:: EXTRACTED TEXT ::
----------------
The aim of this thesis was to characterize the neural mechanisms underlying memory integration. This chapter summarizes the findings presented in this thesis, and the final chapter contains an in-depth discussion thereof.
In chapter 2, we studied the neural underpinnings of regularity extraction across hippocampus-dependent episodic memories. The results of the experiment showed, first of all, that subjects were able to pick up (parts of) the complex regularity structure. At the brain level, we found higher connectivity between the hippocampus and the mPFC for the retrieval of items that were congruent to the regularity structure than for the items that were incongruent to it. Moreover, we also found increased cortico-cortical connectivity, a key feature of system-level consolidation, for the items that were congruent as compared with incongruent to the regularity structure. Finally, across a period of 48 hrs, there was less memory decay of congruent items than incongruent items. All in all, this experiment showed that our brain is highly capable of picking up complex regularity structures, which may become consolidated into stable, neocortical memory representations.
----------------
:: RAW DATA ::

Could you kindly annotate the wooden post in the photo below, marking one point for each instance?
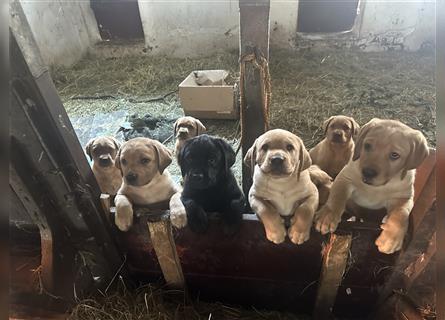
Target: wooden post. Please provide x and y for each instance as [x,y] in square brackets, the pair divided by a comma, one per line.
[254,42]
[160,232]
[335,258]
----------------
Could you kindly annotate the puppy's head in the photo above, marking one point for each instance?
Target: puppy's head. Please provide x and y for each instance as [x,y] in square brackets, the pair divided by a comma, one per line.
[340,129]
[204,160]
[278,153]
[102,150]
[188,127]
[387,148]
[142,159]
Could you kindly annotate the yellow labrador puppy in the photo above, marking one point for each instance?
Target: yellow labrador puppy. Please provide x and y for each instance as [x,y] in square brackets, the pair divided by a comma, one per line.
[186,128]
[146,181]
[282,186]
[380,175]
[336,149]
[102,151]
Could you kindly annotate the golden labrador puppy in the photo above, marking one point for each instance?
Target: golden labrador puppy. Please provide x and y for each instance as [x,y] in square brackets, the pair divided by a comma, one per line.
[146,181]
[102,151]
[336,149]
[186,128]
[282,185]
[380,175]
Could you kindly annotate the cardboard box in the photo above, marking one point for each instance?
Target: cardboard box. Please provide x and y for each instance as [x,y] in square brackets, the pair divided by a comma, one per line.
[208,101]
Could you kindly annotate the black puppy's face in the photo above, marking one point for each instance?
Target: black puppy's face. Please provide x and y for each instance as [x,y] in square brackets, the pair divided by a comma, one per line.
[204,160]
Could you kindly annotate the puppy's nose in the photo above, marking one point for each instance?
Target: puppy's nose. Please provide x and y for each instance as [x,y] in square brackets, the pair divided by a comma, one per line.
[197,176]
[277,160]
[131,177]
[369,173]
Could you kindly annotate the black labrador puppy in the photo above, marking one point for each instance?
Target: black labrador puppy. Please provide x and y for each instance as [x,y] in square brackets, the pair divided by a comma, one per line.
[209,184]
----------------
:: WORK REQUIRED ::
Copy out, word for word, the stretch of the thesis summary from "The aim of this" through "in-depth discussion thereof.".

:: RESULT OF THE TASK ::
The aim of this thesis was to characterize the neural mechanisms underlying memory integration. This chapter summarizes the findings presented in this thesis, and the final chapter contains an in-depth discussion thereof.